**ESERCIZIO SCRITTO 1:**
Elenchi ogni riga dei record riportati più sotto che contiene la stringa "frog". Tenga conto di maiuscole e minuscole.

**ESTRATTO:**
2005

R. Guha, History at the Limit of World-History, Columbia University Press, New York 2002, trad. it. La storia ai limiti della storia del mondo, Sansoni, Milano 2003

Le riflessioni dello storico indiano in questo volume si innestano su un nucleo di questioni sollevate soprattutto in una delle sue ultime opere Dominance without Hegemony. History and Power in Colonial India, laddove dopo aver dimostrato che la supremazia britannica nel subcontinente non è stata in grado di egemonizzare le grandi masse rurali e urbane, si interrogava su come si sia cercato di edificare uno stato coloniale appropriandosi del passato dell'India.

In questo volume, che rielabora una serie di conferenze tenute alla Columbia University nel 2000, Guha si confronta con due differenti modalità discorsive del rapporto tra passato e scrittura del passato. Nel progetto coloniale e nella sua produzione di sapere strategico (avente come oggetto i colonizzati) emergerebbero così determinati meccanismi di costruzione della storia in quanto modalità egemone di relazione con il passato, che Guha collega alle riflessioni di Hegel sulla storia universale, vedendo in esse sia un antecedente storico sia il momento di più compiuta espressione teorica.

Come è noto le elaborazioni teoriche hegeliane riguardo la storia del mondo si svolgono escludendo dall'automovimento del Geist che si sa come libero i cosiddetti "popoli senza storia" tra cui figurano quelli dell'Asia e dell'Africa. Questa esclusione era fondata sulla convinzione che si potesse avere "storia" solo all'interno di una cornice statuale, essendo lo stato la mediazione ultima e indispensabile per la realizzazione oggettiva della libertà: "la formula rinascimentale 'nessuna scrittura, nessuna storia' [...], quando Hegel teneva le sue lezioni sulla filosofia della storia, era stata aggiornata in "nessuno stato, nessuna storia" [...]. Tuttavia, il legame che univa così intimamente storia, storiografia, stato e scrittura non era privo di anomalie" (p. 26). Infatti già nel 1801 a un bengalese al servizio della Compagnia delle Indie orientali, Ramram Basu, fu chiesto di scrivere la storia di uno dei suoi sovrani nella sua lingua madre (il bengali) e secondo il modello occidentale di scrittura storiografica. Questo tentativo, che oscilla tra un esercizio di storiografia moderna e razionalista e una narrazione che scivola nel mito e nella fantasia, apre nel saldo confine tracciato dal discorso hegeliano una piccola intaccatura nella quale si inserisce il contributo critico e corrosivo dello storico dei Subaltern Studies.

Prima di confrontare il discorso hegeliano con una modalità di narrazione del passato radicalmente differente, Guha comincia a illustrare una singolare divergenza nei due assi principali della narrazione storiografica hegeliana, ovvero quella tra mondo e storia, o meglio tra "prosa del mondo" e "prosa della storia". La prima nasce dall'esigenza di realizzare il Geist dopo che questo è uscito dall'immediata unità con la natura in cui, secondo il filosofo tedesco, tutto si riproduce in maniera identica. Lo spirito dunque può autoconoscersi a partire dalla sua dissoluzione in una moltitudine di relatività, costituita dalle singole individualità. Queste, nel loro sforzo di interagire, giungono alla consapevolezza di essere ognuna il medio dell'altra, formando così una struttura intersoggettiva in cui "si riconoscono come reciprocamente riconoscentisi". Tale fondamentale e multilaterale riconoscimento è alla base del dispiegarsi in tutta la sua ampiezza della prosa dell'esistenza umana che può effettivamente realizzarsi solo nella quotidiana molteplicità delle interazioni, tanto che "il quotidiano rappresenta [...] la dimensione temporale della prosa del mondo" (p. 36).

**ESERCIZIO SCRITTO 2:**
Secondo l'estratto, in quale lingua fu chiesto a Ramram Basu di scrivere la storia di uno dei suoi sovrani?

**ESTRATTI DI DATI:**
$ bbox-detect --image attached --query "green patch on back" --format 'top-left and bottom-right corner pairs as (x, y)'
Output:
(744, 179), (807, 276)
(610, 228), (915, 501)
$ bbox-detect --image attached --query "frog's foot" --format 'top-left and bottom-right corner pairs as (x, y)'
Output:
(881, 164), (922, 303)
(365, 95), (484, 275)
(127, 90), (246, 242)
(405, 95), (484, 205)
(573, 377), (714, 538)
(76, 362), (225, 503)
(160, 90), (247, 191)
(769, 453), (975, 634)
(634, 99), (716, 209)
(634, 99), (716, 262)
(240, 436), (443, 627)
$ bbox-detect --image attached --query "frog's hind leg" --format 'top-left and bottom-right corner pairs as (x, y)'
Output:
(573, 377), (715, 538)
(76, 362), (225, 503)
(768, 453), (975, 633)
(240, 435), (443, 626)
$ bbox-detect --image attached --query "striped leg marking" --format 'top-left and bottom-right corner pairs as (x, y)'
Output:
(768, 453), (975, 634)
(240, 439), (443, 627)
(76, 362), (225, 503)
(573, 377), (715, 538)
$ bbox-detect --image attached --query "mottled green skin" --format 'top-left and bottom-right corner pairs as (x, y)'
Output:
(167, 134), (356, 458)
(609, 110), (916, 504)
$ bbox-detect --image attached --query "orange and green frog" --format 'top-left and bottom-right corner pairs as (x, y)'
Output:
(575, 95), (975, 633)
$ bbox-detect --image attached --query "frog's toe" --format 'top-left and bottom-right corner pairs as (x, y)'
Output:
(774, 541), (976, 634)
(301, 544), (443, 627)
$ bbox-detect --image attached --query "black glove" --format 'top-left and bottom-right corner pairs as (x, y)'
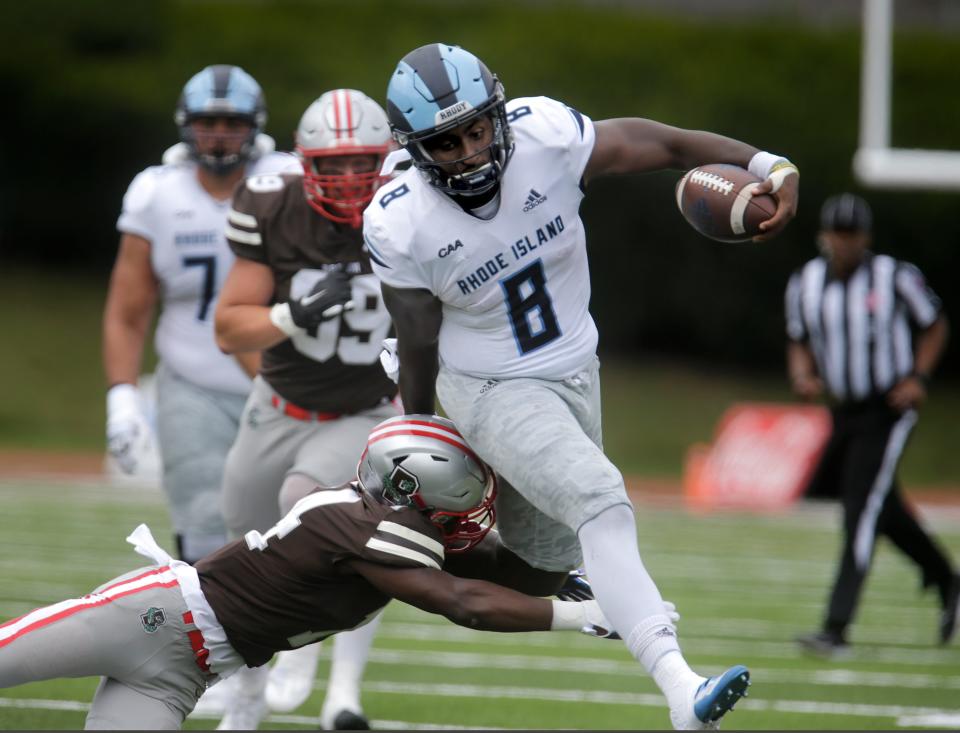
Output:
(556, 570), (593, 601)
(290, 270), (353, 328)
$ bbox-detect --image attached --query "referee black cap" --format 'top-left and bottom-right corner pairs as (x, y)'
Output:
(820, 193), (873, 232)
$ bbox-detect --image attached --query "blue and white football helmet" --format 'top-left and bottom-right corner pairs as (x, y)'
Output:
(387, 43), (513, 196)
(173, 64), (267, 175)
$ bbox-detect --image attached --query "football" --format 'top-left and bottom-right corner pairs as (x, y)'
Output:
(677, 163), (777, 242)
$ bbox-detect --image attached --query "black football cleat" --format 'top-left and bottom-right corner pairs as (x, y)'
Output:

**SOLUZIONE DELL'ESERCIZIO 1:**
$ bbox-detect --image attached --query "frog's foot" --format 'top-left and bottom-right corner pairs as (x, y)'
$ bbox-detect --image attached --query "frog's hind leg" --format 'top-left and bottom-right corner pairs as (x, y)'
$ bbox-detect --image attached --query "orange and green frog" --format 'top-left and bottom-right corner pairs as (x, y)'
$ bbox-detect --image attached --query "frog's toe" --format 'top-left and bottom-right corner pairs as (x, y)'

**SOLUZIONE DELL'ESERCIZIO 2:**
Nella sua lingua madre, il bengali.